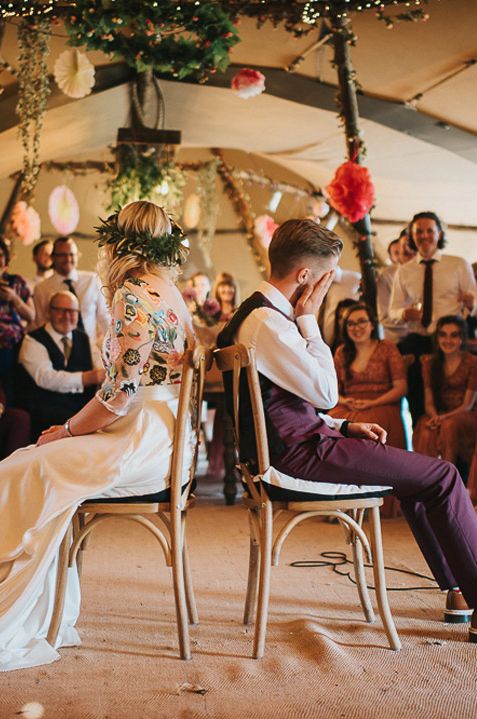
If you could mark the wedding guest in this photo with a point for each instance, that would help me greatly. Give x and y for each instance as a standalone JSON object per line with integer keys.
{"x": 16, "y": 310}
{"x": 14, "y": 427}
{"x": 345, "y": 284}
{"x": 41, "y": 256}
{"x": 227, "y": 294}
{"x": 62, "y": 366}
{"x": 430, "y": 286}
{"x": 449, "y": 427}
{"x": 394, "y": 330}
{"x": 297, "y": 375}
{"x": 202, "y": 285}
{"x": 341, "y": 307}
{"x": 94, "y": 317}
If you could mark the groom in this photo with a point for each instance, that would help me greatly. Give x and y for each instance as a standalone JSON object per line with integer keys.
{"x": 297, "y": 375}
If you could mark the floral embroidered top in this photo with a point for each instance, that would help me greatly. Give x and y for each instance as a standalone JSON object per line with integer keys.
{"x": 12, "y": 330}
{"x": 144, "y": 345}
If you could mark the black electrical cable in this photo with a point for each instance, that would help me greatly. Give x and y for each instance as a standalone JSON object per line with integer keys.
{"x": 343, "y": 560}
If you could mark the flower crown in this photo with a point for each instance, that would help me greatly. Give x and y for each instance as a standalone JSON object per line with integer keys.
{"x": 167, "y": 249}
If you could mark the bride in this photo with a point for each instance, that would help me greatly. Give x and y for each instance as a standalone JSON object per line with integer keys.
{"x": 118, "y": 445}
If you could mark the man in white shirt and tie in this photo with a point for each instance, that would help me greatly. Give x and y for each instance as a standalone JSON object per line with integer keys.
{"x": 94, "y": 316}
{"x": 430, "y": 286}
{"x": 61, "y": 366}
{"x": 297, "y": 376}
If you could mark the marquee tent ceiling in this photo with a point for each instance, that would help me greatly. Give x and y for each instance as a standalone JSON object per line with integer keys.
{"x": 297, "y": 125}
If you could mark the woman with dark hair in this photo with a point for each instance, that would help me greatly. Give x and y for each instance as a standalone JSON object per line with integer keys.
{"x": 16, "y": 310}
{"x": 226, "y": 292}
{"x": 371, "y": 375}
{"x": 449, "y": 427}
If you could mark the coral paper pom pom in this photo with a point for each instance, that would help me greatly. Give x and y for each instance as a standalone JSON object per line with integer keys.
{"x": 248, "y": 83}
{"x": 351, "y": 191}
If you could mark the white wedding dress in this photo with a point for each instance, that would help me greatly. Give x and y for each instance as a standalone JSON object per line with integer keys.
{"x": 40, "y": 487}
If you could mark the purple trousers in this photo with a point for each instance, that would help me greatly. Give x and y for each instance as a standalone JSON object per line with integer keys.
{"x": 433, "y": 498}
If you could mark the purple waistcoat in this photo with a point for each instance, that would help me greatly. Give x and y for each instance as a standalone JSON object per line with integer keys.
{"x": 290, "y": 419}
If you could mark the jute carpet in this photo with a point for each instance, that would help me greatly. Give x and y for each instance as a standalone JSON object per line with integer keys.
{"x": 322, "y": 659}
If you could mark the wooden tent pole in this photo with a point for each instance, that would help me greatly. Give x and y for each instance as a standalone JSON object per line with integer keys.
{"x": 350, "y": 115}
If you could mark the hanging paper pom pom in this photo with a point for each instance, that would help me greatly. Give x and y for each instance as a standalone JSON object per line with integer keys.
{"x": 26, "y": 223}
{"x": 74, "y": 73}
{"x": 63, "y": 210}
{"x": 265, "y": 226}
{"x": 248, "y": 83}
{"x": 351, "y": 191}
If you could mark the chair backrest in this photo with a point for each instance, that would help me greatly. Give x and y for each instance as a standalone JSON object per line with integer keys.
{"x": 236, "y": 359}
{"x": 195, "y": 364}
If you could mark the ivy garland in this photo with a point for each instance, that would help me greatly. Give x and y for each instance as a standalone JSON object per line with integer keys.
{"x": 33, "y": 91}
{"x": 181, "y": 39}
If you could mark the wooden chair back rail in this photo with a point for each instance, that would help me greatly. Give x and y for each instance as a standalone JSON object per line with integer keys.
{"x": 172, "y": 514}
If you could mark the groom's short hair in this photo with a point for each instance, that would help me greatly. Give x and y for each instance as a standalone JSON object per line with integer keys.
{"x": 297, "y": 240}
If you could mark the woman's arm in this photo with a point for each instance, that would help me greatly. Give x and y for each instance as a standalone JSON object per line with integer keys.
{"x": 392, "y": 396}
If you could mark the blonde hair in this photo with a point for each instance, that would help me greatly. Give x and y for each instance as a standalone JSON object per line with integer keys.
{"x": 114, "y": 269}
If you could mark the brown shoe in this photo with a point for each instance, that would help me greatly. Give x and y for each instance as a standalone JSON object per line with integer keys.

______________________________

> Aim of the exercise:
Every line from the one containing "If you could mark the blonde" to the end of the entries must be set down exactly, with none omitted and none added.

> Answer space:
If you could mark the blonde hair in this photo with a point for each instance, that would help me greatly. Give x and y for each instance as a standalone JSON object per line with integer keys.
{"x": 114, "y": 269}
If you could mark the brown shoe in this photo with a point for each instance, that would help me greatly. Give x and y for each instance as a standalone JSON object per line with integer keys.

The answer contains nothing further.